§ Exercise
From the entries, filter out every line that lacks "black" and copy the rest.
======
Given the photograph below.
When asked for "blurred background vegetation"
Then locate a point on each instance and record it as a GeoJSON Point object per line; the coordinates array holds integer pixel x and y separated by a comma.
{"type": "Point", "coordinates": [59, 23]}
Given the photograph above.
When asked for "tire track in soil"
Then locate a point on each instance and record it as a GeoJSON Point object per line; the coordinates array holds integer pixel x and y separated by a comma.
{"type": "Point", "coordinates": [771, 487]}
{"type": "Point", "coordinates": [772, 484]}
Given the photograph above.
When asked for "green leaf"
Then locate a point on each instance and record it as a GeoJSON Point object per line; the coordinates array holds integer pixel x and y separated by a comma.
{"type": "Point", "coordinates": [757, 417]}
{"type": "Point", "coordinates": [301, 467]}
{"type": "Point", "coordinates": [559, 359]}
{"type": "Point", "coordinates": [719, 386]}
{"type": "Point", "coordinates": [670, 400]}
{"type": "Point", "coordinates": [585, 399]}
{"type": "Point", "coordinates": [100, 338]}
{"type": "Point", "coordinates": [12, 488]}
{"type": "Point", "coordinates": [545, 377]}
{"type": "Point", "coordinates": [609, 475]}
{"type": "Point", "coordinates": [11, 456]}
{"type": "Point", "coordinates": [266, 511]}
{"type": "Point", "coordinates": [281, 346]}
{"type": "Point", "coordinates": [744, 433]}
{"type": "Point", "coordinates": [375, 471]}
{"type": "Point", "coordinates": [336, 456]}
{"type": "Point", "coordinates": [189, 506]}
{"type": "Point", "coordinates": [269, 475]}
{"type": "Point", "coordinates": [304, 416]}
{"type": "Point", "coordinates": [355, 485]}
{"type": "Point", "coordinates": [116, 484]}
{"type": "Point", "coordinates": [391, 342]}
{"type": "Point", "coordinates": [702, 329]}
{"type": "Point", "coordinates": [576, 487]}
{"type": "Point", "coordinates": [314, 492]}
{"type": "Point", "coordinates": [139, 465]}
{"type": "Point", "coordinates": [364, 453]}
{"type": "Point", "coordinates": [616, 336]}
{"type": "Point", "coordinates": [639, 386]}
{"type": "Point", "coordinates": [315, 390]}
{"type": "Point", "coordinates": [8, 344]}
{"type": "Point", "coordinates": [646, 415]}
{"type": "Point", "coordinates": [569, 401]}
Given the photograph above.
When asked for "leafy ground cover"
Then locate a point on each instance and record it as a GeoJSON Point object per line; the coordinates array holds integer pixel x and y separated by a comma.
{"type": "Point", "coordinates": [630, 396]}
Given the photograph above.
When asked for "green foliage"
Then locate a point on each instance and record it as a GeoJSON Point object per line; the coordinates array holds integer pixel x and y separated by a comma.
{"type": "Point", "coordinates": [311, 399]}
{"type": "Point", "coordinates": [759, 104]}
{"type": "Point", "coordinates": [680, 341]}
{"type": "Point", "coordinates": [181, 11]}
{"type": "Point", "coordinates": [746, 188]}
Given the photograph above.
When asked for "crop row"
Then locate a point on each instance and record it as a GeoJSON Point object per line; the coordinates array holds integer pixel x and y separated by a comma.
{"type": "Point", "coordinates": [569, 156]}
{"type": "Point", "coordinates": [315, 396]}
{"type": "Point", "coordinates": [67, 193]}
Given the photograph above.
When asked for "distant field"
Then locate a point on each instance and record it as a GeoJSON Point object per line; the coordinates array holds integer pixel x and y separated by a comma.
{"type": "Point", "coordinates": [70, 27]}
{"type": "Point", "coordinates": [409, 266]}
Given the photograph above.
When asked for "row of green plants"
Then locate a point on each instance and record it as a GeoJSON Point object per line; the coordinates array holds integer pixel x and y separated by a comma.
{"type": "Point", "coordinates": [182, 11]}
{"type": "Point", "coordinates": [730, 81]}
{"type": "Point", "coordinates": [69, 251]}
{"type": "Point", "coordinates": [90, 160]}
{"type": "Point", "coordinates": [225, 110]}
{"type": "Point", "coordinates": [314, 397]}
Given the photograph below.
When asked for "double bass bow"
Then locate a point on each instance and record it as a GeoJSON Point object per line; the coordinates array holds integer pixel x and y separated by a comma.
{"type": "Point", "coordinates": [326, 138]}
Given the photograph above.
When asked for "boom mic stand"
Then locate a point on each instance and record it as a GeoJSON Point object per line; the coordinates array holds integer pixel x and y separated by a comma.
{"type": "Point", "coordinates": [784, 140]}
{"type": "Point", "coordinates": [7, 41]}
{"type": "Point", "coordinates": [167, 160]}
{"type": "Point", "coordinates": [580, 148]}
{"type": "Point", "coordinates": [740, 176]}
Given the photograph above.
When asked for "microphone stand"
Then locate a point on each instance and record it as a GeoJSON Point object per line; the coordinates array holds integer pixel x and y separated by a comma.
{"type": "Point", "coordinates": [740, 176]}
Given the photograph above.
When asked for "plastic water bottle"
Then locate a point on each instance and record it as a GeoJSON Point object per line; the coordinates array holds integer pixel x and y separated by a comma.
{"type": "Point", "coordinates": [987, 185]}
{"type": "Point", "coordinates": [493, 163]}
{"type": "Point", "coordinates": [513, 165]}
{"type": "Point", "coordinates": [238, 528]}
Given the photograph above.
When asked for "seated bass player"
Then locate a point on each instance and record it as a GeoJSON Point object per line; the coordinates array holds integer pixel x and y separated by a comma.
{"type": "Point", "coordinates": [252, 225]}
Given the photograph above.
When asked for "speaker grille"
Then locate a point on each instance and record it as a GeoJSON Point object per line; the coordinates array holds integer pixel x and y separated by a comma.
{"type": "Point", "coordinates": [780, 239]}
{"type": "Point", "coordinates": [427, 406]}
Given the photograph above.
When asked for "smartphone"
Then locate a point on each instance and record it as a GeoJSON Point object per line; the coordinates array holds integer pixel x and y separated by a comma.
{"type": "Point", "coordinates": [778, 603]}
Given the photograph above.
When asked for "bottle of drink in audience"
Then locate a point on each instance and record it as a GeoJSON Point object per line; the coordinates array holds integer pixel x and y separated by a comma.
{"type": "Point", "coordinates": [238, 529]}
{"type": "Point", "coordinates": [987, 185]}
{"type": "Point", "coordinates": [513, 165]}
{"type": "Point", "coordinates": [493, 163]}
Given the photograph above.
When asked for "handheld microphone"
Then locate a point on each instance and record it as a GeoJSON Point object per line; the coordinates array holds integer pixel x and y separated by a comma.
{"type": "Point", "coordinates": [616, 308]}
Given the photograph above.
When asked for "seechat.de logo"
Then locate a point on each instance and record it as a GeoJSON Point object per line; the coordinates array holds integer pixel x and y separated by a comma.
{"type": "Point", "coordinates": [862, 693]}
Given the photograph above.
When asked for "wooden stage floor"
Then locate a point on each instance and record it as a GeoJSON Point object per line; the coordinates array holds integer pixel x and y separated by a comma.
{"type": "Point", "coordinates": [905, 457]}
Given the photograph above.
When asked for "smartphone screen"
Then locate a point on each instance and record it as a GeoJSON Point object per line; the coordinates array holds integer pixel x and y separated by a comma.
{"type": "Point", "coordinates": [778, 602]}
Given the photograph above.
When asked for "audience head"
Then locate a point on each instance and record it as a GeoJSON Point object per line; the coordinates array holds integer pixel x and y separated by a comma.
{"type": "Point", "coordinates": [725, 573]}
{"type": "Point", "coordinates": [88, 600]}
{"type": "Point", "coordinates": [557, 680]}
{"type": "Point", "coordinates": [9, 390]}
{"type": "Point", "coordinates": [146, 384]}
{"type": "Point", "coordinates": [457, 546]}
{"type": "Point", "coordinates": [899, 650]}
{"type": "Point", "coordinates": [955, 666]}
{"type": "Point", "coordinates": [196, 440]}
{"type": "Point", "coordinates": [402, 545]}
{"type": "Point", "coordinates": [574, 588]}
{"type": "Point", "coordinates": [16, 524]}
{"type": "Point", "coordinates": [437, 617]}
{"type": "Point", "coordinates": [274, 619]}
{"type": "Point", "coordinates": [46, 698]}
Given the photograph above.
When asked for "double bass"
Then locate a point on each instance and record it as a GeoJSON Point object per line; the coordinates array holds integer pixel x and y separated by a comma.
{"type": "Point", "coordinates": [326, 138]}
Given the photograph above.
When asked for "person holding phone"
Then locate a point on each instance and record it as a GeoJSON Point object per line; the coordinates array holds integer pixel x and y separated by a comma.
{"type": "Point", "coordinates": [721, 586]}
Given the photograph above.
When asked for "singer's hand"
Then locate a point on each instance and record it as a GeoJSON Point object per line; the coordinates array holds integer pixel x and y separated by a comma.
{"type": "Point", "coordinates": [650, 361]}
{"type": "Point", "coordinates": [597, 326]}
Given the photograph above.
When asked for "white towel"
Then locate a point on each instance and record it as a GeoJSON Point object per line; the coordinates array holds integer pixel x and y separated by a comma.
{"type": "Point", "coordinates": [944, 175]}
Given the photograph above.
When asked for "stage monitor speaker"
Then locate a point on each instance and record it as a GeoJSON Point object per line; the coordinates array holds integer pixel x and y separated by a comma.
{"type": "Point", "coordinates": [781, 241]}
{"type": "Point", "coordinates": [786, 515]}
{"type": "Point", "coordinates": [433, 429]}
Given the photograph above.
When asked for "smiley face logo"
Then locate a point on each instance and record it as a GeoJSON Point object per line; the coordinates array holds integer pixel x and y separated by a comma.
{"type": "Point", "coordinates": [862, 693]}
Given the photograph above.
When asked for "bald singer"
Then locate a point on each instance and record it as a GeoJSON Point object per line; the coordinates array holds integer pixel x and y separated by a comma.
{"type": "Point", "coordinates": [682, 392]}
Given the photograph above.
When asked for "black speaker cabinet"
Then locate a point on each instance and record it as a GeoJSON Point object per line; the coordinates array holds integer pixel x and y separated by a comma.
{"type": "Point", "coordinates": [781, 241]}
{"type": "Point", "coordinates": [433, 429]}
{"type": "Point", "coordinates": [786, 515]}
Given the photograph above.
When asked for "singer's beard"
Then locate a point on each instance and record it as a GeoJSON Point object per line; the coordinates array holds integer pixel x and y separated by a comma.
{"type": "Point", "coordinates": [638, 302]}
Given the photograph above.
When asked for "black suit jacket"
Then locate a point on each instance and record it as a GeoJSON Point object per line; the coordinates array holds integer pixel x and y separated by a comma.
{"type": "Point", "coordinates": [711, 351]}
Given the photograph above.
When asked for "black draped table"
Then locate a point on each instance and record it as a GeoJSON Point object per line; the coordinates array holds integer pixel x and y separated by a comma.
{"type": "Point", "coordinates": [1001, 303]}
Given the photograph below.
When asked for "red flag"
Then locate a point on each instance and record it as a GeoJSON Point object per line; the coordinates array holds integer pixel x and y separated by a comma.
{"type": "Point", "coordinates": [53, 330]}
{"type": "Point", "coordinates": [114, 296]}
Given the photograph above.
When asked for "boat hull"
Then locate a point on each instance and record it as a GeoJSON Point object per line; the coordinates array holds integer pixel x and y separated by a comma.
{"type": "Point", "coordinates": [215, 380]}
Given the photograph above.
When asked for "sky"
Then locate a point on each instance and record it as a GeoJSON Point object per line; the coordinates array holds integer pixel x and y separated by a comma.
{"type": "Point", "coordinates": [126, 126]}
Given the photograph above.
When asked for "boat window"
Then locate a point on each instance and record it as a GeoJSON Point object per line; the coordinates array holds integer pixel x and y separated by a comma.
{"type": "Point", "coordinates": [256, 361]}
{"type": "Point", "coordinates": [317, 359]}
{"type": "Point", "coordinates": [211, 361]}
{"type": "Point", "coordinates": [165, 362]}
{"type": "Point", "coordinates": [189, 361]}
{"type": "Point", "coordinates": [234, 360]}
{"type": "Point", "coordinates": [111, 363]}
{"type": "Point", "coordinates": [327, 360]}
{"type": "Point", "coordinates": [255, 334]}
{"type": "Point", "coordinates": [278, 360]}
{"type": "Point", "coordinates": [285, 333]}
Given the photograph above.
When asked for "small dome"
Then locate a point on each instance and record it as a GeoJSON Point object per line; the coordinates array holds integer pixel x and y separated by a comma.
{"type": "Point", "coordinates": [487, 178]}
======
§ Answer below
When asked for "black speaker cabinet"
When asked for "black suit jacket"
When asked for "black draped table"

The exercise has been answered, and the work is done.